▶ Excerto:
<<<<

Quanto à prova testemunhal apresentada pelo S......., revelou-se credível o testemunho prestado por António ..............., técnico oficial de contas do Impugnante há 27 anos, que depôs de forma clara e coerente, demonstrando ter conhecimento directo dos factos. Reconheceu os documentos constantes no anexo 18 do relatório de inspecção, identificando-os como pagamentos efectuados por ordem do presidente do clube - Dr. .................., sem terem documentação de suporte, não sendo possível identificar a origem dos documentos, nem o destino dos pagamentos.
Relatou que, quanto a estas despesas sem documentação associada, ocorriam duas situações distintas: umas vezes o presidente do clube emitia ordem para que determinados pagamentos fossem efectuados pelo clube, outras vezes era o próprio Dr. .............. que efectuava os pagamentos por conta do clube, através das suas contas pessoais, ou das contas da sociedade ".................. & Associados", sendo que esses montantes eram considerados, na contabilidade do clube, como empréstimos efectuados pelo seu presidente.

>>>>

▶ Enunciado da tarefa: Prossiga o excerto sobre o depoimento do técnico oficial de contas a partir do ponto em que termina. As entradas que se seguem não são necessárias.

[Entradas de dados guardadas]
<<<<

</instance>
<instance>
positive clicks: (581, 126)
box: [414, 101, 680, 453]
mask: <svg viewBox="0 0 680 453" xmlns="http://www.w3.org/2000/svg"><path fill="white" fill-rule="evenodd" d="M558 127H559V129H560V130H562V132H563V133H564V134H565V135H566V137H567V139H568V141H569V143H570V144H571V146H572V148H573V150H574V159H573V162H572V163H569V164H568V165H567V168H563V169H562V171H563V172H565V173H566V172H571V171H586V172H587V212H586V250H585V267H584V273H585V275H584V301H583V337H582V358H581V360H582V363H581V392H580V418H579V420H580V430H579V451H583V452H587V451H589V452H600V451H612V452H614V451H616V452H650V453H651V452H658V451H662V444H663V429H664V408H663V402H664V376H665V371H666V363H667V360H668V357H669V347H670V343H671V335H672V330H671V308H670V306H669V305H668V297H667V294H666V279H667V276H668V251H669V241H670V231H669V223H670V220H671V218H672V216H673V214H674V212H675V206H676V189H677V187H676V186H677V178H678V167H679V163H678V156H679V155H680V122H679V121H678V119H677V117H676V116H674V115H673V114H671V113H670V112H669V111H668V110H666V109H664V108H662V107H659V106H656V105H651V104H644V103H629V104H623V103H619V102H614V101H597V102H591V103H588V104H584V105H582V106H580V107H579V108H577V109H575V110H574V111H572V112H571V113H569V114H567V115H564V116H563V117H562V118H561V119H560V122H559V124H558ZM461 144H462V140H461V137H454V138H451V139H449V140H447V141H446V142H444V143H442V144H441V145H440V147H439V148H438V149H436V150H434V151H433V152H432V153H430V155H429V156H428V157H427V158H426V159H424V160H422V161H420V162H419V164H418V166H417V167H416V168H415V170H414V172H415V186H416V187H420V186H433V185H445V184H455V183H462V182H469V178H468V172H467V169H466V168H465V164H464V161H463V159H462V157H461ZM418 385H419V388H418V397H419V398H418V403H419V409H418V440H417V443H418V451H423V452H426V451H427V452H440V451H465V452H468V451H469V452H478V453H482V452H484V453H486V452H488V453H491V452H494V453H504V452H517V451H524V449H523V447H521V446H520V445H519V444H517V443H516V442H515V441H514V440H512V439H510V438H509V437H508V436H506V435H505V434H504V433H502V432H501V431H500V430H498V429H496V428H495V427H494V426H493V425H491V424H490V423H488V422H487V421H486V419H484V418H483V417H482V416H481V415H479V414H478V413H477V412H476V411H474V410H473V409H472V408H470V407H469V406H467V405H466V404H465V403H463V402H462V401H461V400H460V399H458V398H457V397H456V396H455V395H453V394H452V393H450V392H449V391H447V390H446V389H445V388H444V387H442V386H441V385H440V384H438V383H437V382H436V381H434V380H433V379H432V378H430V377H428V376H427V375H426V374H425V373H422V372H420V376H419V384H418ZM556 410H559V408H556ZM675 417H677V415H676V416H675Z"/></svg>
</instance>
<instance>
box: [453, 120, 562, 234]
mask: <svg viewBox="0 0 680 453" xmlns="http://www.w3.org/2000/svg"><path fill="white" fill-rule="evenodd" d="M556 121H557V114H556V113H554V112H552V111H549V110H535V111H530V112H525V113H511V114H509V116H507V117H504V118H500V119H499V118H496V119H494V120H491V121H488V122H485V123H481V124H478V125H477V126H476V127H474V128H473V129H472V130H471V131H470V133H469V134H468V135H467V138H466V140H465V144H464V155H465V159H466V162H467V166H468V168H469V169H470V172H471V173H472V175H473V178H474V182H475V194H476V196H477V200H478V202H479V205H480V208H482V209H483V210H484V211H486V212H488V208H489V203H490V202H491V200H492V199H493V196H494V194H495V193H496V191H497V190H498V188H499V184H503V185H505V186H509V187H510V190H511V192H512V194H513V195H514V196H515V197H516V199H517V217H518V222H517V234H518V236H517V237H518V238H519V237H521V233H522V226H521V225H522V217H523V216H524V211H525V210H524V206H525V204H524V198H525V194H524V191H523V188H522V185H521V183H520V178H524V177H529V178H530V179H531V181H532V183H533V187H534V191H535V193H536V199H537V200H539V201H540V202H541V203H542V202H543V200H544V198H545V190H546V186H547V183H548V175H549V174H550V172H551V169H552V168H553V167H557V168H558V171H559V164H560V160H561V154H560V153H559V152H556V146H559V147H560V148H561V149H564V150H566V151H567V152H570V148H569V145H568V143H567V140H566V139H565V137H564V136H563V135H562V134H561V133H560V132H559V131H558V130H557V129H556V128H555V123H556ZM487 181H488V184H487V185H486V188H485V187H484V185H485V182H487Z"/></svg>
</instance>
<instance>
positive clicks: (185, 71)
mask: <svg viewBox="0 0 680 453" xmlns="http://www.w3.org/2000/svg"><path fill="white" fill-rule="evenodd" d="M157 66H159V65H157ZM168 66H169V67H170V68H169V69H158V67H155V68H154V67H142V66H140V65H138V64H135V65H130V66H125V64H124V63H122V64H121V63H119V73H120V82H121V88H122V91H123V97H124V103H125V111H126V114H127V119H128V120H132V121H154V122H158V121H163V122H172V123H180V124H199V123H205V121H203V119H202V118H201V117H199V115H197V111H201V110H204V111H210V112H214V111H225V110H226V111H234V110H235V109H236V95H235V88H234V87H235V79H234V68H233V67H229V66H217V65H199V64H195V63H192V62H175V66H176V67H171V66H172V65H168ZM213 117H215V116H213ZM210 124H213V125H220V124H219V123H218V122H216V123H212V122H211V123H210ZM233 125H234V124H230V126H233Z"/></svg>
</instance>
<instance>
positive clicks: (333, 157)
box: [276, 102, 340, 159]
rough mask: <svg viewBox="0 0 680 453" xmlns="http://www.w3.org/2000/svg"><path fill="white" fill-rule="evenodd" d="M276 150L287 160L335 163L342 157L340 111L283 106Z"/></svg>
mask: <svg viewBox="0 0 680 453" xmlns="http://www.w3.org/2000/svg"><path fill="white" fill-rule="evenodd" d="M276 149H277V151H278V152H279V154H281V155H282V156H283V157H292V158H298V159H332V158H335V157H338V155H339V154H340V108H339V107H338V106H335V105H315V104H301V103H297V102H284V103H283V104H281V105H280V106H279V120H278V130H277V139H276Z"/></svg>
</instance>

>>>>

▶ Resposta:
Assim, a testemunha identificou, de forma clara, estes dois procedimentos - quando era o próprio B............... a suportar as despesas, estas eram contabilizadas numa conta de pagamentos sem documentação de suporte (conta 26.8.98.2), em contrapartida por uma conta de caixa ou bancos (conta 12); quanto era o Dr. ...................... a suportar os custos, por si ou através da sua sociedade de advogados, eram estes valores contabilizados na mesma conta de pagamentos sem documentação de suporte (conta 26.8.98.2), por contrapartida por uma conta de empréstimos ao presidente (conta 23.91.68).
Estes custos ficavam contabilizados nesta conta provisória (conta 26.8.98.2) até que fossem apresentados os documentos de suporte para documentar a transação.
Esta testemunha afirmou peremptoriamente que não conhecia o destino de qualquer dos pagamentos constantes no anexo 18 do relatório de inspecção, não obstante ter pedido esclarecimentos sobre o que fazer com aqueles movimentos.
Por seu lado, a testemunha António ......................, membro dos órgãos directivos da Impugnante entre 1997 a 2000, e responsável pela área de animação e da cultura, confrontado com os documentos constantes no anexo 18 ao relatório de inspecção, não reconheceu nenhum.
Sabia, pela sua experiência pessoal enquanto responsável pela área da animação, que por vezes o presidente do clube - Dr. .............., efectuava pagamentos relativos ao clube através das suas contas pessoais, e da sociedade de advogados que detinha, embora tenha afirmado que não podia garantir que todas as despesas pagas pelo Dr. ................., alegadamente por conta do clube, fossem efectivamente relacionadas com S..........…”.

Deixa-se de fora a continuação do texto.